WRITTEN TASK = Transcribe every line of the listing below without any changes, leaving out the pictures.

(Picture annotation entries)
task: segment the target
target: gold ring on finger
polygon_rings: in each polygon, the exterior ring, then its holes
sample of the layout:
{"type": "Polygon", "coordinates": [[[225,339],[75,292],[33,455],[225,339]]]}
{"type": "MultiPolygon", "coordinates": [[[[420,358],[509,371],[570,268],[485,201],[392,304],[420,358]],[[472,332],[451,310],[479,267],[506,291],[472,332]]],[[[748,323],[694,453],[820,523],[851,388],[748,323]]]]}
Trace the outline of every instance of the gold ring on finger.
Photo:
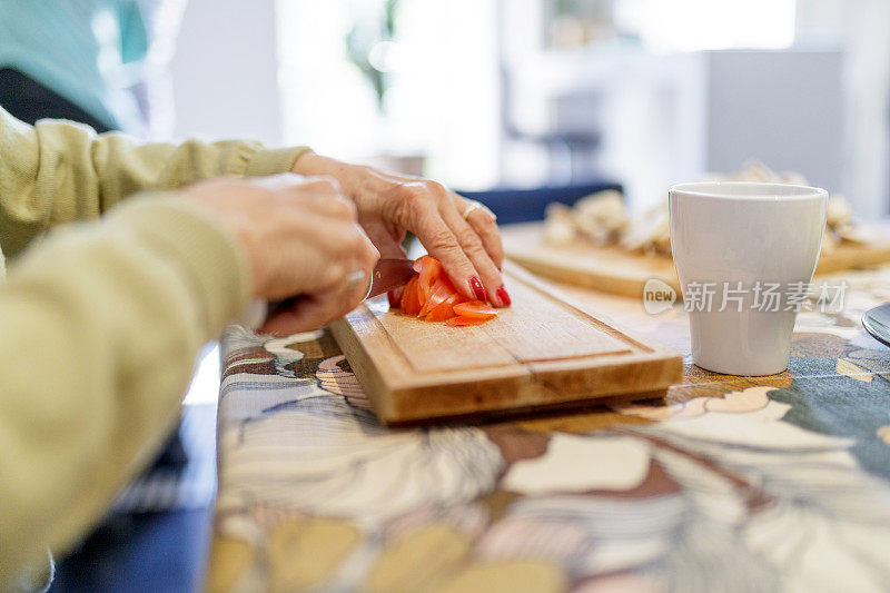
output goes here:
{"type": "Polygon", "coordinates": [[[464,211],[463,211],[463,215],[462,215],[462,216],[464,217],[464,219],[467,219],[467,218],[469,218],[469,215],[471,215],[471,214],[473,213],[473,210],[475,210],[476,208],[482,208],[482,204],[479,204],[479,202],[478,202],[478,201],[476,201],[476,200],[467,200],[467,201],[469,201],[469,204],[467,204],[467,205],[466,205],[466,208],[464,208],[464,211]]]}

WRITTEN RESPONSE =
task: segment the target
target: gold ring on finger
polygon_rings: in each polygon, the exterior ring, then its holes
sample of the layout:
{"type": "Polygon", "coordinates": [[[225,339],[75,292],[33,455],[225,339]]]}
{"type": "MultiPolygon", "coordinates": [[[[420,358],[509,371],[570,268],[485,201],[392,304],[420,358]],[[472,332],[451,310],[479,267],[506,291],[472,332]]],[[[748,323],[694,453],[820,523],[851,388],[748,323]]]]}
Trace the outline of every instance of the gold ring on finger.
Photo:
output goes here:
{"type": "Polygon", "coordinates": [[[464,211],[463,211],[463,215],[462,215],[462,216],[464,217],[464,219],[467,219],[467,218],[469,218],[469,215],[471,215],[471,214],[473,213],[473,210],[475,210],[476,208],[482,208],[482,204],[479,204],[479,202],[478,202],[478,201],[476,201],[476,200],[467,200],[467,201],[469,201],[469,204],[467,204],[467,205],[466,205],[466,208],[464,208],[464,211]]]}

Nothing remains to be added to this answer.